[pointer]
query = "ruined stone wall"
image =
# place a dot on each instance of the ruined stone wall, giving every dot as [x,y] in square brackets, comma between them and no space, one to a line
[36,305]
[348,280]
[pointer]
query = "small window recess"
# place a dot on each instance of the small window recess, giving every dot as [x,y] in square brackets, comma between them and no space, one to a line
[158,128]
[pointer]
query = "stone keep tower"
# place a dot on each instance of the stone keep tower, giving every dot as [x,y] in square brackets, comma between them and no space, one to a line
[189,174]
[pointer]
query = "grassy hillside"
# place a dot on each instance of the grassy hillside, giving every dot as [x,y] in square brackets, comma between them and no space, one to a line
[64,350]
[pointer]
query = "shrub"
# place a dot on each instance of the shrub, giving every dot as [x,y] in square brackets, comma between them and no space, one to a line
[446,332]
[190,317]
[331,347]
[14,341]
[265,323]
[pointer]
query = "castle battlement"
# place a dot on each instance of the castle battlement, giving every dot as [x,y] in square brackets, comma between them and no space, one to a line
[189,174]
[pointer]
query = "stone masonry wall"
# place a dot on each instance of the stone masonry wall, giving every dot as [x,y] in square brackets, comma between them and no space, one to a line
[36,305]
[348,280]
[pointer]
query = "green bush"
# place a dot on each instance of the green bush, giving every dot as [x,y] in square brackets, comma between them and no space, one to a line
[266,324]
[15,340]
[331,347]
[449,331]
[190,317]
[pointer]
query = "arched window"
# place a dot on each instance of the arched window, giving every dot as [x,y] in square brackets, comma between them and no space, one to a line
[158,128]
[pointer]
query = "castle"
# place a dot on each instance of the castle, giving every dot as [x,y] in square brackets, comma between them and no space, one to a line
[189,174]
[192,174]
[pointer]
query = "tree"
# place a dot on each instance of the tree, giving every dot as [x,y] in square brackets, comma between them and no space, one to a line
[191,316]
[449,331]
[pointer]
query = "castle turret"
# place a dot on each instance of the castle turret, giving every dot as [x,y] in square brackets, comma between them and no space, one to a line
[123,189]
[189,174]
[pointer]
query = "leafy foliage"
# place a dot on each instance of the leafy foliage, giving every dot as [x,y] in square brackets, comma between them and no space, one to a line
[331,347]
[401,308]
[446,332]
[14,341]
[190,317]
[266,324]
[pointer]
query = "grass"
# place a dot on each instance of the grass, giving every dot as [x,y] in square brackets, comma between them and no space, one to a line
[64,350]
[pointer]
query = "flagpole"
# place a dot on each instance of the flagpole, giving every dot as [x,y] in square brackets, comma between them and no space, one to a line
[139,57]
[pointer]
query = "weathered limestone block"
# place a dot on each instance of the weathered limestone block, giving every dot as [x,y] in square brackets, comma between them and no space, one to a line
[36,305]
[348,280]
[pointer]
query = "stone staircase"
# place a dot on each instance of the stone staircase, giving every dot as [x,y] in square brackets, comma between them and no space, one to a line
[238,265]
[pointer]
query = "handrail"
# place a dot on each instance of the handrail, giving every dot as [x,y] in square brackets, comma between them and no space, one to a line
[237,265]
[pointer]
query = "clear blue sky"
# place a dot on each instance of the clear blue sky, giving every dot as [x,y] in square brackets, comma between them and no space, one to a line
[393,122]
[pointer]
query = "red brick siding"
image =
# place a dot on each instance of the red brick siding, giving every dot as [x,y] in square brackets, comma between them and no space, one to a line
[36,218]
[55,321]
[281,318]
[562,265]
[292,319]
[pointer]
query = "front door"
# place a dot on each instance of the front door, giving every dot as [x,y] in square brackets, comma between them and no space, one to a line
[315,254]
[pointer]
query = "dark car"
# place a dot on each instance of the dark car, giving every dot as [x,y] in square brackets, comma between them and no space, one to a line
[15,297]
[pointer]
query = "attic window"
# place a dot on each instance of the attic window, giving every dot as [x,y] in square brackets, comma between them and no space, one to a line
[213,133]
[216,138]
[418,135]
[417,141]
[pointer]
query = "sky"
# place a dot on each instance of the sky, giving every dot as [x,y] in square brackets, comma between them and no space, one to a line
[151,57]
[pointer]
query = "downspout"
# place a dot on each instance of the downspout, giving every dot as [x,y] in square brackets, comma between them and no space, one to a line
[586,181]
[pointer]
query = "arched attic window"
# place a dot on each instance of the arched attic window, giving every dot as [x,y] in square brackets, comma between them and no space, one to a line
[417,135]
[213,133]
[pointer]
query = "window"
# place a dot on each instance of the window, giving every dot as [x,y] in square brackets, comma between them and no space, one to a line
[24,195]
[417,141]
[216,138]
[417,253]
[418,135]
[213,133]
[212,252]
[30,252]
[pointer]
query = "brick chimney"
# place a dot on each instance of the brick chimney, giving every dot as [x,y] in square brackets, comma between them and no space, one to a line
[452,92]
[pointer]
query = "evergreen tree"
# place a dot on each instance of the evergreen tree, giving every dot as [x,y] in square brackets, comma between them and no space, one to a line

::::::

What you will do: Reproduce every line above containing "evergreen".

Answer section:
query = "evergreen tree"
# place a dot on each instance of the evergreen tree, giving every dot as [x,y] in square brackets, comma between them and no space, one to a line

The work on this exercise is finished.